- **Source excerpt**
# # # # # # #

Let’s assume you are running a portfolio of $1 million. After spending some time on WallStreetBets, you decide that your target volatility is 69%. Truly a great number for outperforming your neighbours by trading meme stocks. But can you cope with that volatility?

To put things in perspective, because volatility scales with the square root of time, 69% annual volatility means that on average your portfolio will move by +/-4.31% per day (69% / √252). You should expect that 3.33 days in a month your portfolio will be down by more than -4.31%, and 5 days a year it will be down by more than -8.62%.

I’m not sure about you, but personally, I can’t cope with that level of daily volatility in my portfolio. NGMI, right…

And the above figures are just based on daily normal uncorrelated returns. Introduce some autocorrelation between the returns—or what we call strong momentum—and you see where this can go: either a glorious run for the portfolio or a catastrophic rout sending it into a very deep drawdown. Big drawdowns are what kill returns: after losing 50%, you need a 100% return to break even. Good luck with that.

While everyone has a different risk appetite, we can still infer a recommended range of volatility targets. The only thing you need is your expected Sharpe Ratio (SR). Knowing your SR is no small feat, however—even with a solid backtest over many years, the SR remains a random variable following an unknown distribution. It can be positive on average, but inevitably some years will be negative. So I urge you to be conservative when selecting your expected Sharpe Ratio. Anything above 0.70 is too optimistic; yes, you can achieve a Sharpe >1.0 for years, but you are not immune to volatility, mean reversion, or the gravitational pull of a drawdown.

Below are the recommended volatility targets based on a half-Kelly criterion. While the full Kelly criterion identifies the mathematically optimal bet size to maximise long-term growth, it is notoriously aggressive and sensitive to errors in your assumptions. By using half-Kelly, we create a heuristic safety buffer that protects the portfolio against over-leveraging and the inevitability of a drawdown.

Note: If you are running a strategy with negative skew, such as harvesting equity volatility premium by selling options, you should divide the recommended volatility target by 2. Any volatility measured in a short convexity strategy is always underestimated. Don’t be stupid (looking at you, theta gang).

# # # # # # #

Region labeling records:
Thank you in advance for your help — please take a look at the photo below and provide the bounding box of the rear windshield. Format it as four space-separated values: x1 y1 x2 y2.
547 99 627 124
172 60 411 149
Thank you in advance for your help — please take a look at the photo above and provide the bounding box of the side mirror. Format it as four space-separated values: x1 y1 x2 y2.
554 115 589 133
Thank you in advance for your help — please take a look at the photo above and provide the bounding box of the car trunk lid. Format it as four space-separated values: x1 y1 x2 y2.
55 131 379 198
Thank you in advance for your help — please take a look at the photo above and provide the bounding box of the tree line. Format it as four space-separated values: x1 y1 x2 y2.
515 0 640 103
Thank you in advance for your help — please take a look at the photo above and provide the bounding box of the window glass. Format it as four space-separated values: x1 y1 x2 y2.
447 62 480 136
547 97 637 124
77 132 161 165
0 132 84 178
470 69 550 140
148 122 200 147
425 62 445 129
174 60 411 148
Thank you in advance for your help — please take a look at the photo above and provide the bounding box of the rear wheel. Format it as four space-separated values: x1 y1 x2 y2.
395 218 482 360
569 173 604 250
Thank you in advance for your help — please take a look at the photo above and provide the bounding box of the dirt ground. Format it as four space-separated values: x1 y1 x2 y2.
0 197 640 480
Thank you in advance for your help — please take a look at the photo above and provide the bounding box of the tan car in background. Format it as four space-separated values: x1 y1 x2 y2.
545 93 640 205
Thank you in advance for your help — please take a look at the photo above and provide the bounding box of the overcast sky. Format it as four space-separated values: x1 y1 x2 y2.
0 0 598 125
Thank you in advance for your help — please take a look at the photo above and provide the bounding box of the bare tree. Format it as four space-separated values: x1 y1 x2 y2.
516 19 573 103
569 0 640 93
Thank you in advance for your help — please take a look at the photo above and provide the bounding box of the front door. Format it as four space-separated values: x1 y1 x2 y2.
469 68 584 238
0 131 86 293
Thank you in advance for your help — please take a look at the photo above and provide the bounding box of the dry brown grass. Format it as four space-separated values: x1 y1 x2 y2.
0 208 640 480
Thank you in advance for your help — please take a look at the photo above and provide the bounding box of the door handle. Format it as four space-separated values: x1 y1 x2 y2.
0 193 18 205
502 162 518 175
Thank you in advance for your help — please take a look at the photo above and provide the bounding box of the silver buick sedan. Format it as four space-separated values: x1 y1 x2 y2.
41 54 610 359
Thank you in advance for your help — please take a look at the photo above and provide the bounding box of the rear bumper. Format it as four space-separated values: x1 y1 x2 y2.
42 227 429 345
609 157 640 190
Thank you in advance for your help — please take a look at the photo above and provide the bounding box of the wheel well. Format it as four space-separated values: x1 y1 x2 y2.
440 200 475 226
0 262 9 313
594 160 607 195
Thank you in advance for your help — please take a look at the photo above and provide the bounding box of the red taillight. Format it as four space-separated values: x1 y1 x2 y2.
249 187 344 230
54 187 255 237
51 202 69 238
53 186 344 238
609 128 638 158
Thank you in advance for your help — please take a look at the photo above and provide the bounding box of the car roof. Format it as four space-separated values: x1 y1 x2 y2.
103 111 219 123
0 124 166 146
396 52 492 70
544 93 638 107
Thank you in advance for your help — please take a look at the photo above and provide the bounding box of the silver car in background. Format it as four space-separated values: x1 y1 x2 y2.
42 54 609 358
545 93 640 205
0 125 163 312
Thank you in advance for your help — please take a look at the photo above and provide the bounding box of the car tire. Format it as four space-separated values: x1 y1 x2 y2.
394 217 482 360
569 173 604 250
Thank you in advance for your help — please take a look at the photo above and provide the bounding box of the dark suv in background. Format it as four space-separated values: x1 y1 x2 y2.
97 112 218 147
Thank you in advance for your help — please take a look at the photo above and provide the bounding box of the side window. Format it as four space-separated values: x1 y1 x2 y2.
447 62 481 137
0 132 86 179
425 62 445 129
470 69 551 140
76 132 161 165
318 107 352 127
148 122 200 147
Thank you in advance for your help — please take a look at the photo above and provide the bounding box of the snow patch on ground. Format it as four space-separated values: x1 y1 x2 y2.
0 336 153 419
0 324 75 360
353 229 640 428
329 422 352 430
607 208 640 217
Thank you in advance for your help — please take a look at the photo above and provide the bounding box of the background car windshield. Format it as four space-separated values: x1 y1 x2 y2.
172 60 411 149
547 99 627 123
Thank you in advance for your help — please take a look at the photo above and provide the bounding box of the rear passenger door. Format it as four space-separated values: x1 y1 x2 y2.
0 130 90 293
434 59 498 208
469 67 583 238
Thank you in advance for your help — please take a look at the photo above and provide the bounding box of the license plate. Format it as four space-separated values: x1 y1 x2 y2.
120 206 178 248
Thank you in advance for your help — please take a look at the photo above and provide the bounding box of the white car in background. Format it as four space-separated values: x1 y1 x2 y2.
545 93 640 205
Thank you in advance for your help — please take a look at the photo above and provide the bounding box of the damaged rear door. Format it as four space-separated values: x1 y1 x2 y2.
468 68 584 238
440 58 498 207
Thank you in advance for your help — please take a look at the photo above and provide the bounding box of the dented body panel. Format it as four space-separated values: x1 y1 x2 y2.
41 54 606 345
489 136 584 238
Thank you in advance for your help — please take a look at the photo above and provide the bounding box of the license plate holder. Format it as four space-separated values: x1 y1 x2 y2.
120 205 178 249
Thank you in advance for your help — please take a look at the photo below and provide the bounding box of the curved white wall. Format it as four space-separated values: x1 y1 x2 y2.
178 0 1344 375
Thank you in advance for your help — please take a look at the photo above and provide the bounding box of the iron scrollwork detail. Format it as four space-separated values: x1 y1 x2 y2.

# # # # # # #

- **Directives**
[A] Translate this sentence from the passage on portfolio volatility into Spanish: "Big drawdowns are what kill returns: after losing 50%, you need a 100% return to break even."
[B] Carry on the passage on portfolio volatility from its final sentence.
The items have nothing to do with what is asked here.

- **Expected responses**
[A] Las grandes caídas son lo que destruye los rendimientos: después de perder un 50 %, necesitas un rendimiento del 100 % para volver al punto de partida.

[B]
X-factor: average holding period

Traditionally, trading systems use simple money management: they allocate a certain percentage of trading capital to risk on each trade. The natural question, then, is how to link this capital at risk with volatility targeting at the portfolio level.

Consider Trader A, who risks 1% of his account on a daily intraday strategy. To simplify, assume one trade per day, a 50% win rate, and a 1:1 risk/reward ratio. On average, this trader risks 1% to make 1%. What is the annualized volatility of his portfolio? The answer is 15.87%. Volatility scales with the square root of time, so 1% daily volatility multiplied by the square root of 252 trading days yields 15.87%.

Now consider Trader B, who also risks 1% of his account but on a monthly swing trading strategy. Using the formula, the annualized portfolio volatility is 3.46% (1% × √12). As you can see, the expected portfolio volatility is much lower despite risking the same percentage per trade.

There is a direct relationship between the capital at risk per trade and the expected holding period of each trade. To achieve a desired annual target volatility at the portfolio level, you must account for the frequency and expected holding time of your strategy when determining the capital at risk per trade. In other words—contrary to common belief—the capital at risk per trade is not an input but an output of the risk management system.

You might now wonder how to know the expected holding time of a trade in advance. In the simple case of a buy-and-hold position, the trade remains open as long as technically possible. If you buy a stock on a cash account without margin, you can hold it indefinitely or until a corporate event occurs. At the opposite extreme, buying with leverage and a tight stop loss means the trade will likely last only a short time. The expected life of a trade depends directly on the distance to the stop loss.

From now on, I will assume we trade every position with a trailing stop loss. This creates trades with positive skew and a finite expected life. To scale the stop loss independently of the instrument’s volatility, we measure the distance to the stop loss in daily standard deviations—this is known as the X-factor.

Example:

1. SPY: Let’s assume the realized volatility on this ETF is 16%. The daily standard deviation is therefore 1% (16% / √252). If I place my stop loss 1% below my entry, that means I used an X-factor of 1. If I place it 3% below, the X-factor is 3, and so on.

2. NVDA: Volatility is 40%, so the daily standard deviation is 2.5%. A stop loss with an X-factor of 3 means the stop loss is 7.5% below my entry.

Unfortunately, when using a trailing stop loss, I don’t know of any straightforward mathematical formula to calculate the expected holding period based on the normalized distance to the stop loss. But fortunately, Monte Carlo simulations are perfect for this!

We can use geometric Brownian motion to simulate theoretical asset price paths. Below is an example of 100 simulated paths:

I ran a script with 50,000 simulated paths, and for different X-factor levels (1, 2, 3, 4, 6, and 8), I plotted the distribution of the holding periods. Using a trailing stop loss yields a log-normal distribution, which is to be expected: many trades get stopped out quite early, while a few winners remain open for long periods. This also illustrates the benefit of using a stop loss: it removes the left-tail risk of holding onto losers and lets winners run.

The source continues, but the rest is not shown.